> _Given exercise_
Echo the data below word for word, starting with the line that contains "Note: mark the man" and going on through the line that contains "pixel 406 91", both included. Copy no other lines.

Dataset rows on where objects appear:
________________________________________

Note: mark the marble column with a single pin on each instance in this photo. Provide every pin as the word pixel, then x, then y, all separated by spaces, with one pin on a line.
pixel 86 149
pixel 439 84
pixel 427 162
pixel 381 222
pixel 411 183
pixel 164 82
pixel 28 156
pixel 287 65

________________________________________

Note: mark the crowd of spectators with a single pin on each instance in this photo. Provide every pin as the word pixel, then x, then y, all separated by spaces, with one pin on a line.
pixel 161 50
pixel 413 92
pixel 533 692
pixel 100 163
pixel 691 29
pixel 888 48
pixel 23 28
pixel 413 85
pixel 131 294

________________________________________

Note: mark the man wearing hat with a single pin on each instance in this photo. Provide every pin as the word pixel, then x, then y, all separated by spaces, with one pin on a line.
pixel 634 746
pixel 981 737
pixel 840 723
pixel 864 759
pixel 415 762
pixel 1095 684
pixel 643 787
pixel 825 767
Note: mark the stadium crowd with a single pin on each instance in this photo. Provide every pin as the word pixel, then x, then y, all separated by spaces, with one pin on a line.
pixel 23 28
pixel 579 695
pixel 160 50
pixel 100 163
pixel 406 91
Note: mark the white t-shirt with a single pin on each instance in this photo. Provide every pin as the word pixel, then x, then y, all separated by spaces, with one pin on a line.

________________________________________

> _Worked solution_
Note: mark the man wearing hat with a single pin on each instance in this photo. Provide every pin as the word pixel, then x, then y, all separated by spaces, with one pin on a line.
pixel 634 746
pixel 981 737
pixel 840 723
pixel 864 759
pixel 415 762
pixel 1095 684
pixel 643 787
pixel 825 767
Note: mark the stadium crowd with a single pin on each instance in this photo. Provide every pin as the word pixel, then x, then y, all separated by spaces, with one pin on a line.
pixel 23 28
pixel 579 695
pixel 160 50
pixel 100 163
pixel 406 91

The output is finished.